Fino a pochi giorni fa, chiunque avesse cliccato sul link della loro pagina Facebook, o avesse provato a condividere uno dei post, veniva accolto dal seguente messaggio: “Questo link appartiene a una pubblicazione che Facebook ritiene possa essere parzialmente o integralmente sotto il controllo editoriale del governo russo.” In caso di like, Facebook poi aggiungeva: “Questa pagina ha condiviso post che violano gli standard della nostra comunità.” Eppure, Redfish continua a prosperare e a crescere.

L’azienda, una volta interpellata, ha accettato di rispondere alle domande solo con la garanzia di veder pubblicate le risposte per intero. Quando VICE News ha spiegato che non avrebbe potuto garantirlo senza prima vedere la natura delle repliche, il co-fondatore di Redfish, Hüseyin Dogru, ha smesso di ribattere.

In un aggiornamento, l’azienda ha spiegato di aspettarsi ulteriori restrizioni. “YouTube ha bannato la nostra pagina in Europa. Si tratta di un evidente attacco alla libertà di parola che costituisce un precedente pericoloso. Instagram ha già proceduto allo shadowban del nostro account, e ci aspettiamo inoltre di essere banditi molto presto da tutte le piattaforme. Ricordatevi però che fine ha fatto l’ultima volta il totalitarismo in Europa.”
—————
__Compito assegnato 1__. Puoi riscrivere in forma più breve il paragrafo del testo su Redfish che inizia con «L’azienda, una volta interpellata», conservandone i fatti principali?
Il testo e le righe che seguono sono materiali distinti, senza legami tra loro.

__Voci estratte__.
—————
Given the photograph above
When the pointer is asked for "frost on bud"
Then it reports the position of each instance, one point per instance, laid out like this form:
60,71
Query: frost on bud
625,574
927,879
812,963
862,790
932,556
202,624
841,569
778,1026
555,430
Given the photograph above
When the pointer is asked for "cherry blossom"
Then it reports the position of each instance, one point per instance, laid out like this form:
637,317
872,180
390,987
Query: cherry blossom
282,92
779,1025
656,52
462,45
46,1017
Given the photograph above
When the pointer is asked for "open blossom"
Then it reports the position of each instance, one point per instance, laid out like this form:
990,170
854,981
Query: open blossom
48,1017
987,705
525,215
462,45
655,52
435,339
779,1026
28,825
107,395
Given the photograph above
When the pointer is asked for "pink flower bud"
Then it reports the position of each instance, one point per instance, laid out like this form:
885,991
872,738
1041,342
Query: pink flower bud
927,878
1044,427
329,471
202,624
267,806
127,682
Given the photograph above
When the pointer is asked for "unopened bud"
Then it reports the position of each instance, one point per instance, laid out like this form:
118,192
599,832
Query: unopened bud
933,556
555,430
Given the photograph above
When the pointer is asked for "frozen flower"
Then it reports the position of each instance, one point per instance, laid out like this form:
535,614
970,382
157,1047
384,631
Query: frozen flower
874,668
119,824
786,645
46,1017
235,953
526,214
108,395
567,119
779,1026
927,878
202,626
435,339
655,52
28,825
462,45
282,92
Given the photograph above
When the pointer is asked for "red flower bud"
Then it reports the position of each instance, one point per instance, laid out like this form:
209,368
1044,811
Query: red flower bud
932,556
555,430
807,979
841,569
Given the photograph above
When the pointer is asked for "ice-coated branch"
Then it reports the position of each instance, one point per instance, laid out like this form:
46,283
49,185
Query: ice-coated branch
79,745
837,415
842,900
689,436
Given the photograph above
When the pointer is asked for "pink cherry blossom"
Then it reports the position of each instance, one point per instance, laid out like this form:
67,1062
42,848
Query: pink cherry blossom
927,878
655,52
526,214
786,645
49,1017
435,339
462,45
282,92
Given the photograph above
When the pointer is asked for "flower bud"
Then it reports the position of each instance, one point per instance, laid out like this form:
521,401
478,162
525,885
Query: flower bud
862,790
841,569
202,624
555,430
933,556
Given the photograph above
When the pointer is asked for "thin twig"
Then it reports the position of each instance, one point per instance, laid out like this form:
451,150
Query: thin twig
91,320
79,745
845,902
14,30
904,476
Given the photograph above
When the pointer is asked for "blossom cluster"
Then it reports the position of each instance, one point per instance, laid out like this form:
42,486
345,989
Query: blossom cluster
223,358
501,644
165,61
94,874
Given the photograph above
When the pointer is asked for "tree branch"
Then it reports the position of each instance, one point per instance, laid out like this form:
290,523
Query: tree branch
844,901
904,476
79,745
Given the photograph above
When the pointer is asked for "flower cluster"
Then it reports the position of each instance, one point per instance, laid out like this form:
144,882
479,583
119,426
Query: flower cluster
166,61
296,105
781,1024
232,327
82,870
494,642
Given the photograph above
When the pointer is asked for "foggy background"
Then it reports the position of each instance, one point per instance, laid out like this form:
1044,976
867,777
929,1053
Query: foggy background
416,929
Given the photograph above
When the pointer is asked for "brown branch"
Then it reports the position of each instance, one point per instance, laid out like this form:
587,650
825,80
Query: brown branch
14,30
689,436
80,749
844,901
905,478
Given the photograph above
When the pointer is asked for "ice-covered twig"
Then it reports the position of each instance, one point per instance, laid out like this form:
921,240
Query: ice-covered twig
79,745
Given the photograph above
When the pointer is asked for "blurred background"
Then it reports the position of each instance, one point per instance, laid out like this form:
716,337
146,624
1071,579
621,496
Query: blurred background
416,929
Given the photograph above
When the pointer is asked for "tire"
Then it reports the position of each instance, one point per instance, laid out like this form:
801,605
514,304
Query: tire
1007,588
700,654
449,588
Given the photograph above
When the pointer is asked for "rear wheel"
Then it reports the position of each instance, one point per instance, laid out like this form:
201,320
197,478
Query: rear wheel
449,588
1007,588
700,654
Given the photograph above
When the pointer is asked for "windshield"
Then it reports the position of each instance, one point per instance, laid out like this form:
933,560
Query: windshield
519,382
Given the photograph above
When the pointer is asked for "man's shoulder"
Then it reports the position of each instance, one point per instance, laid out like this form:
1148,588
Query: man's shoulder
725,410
—————
__Compito assegnato 2__. Conta le righe in cui compare la stringa "tree". Quante sono? Rispondi soltanto con il numero.

__Risposta finale 1__. Interpellata, l’azienda ha accettato di rispondere solo a patto che le risposte venissero pubblicate per intero. VICE News ha detto di non poterlo garantire senza prima conoscerne la natura, e a quel punto il co-fondatore di Redfish, Hüseyin Dogru, ha smesso di ribattere.

__Risposta finale 2__. 2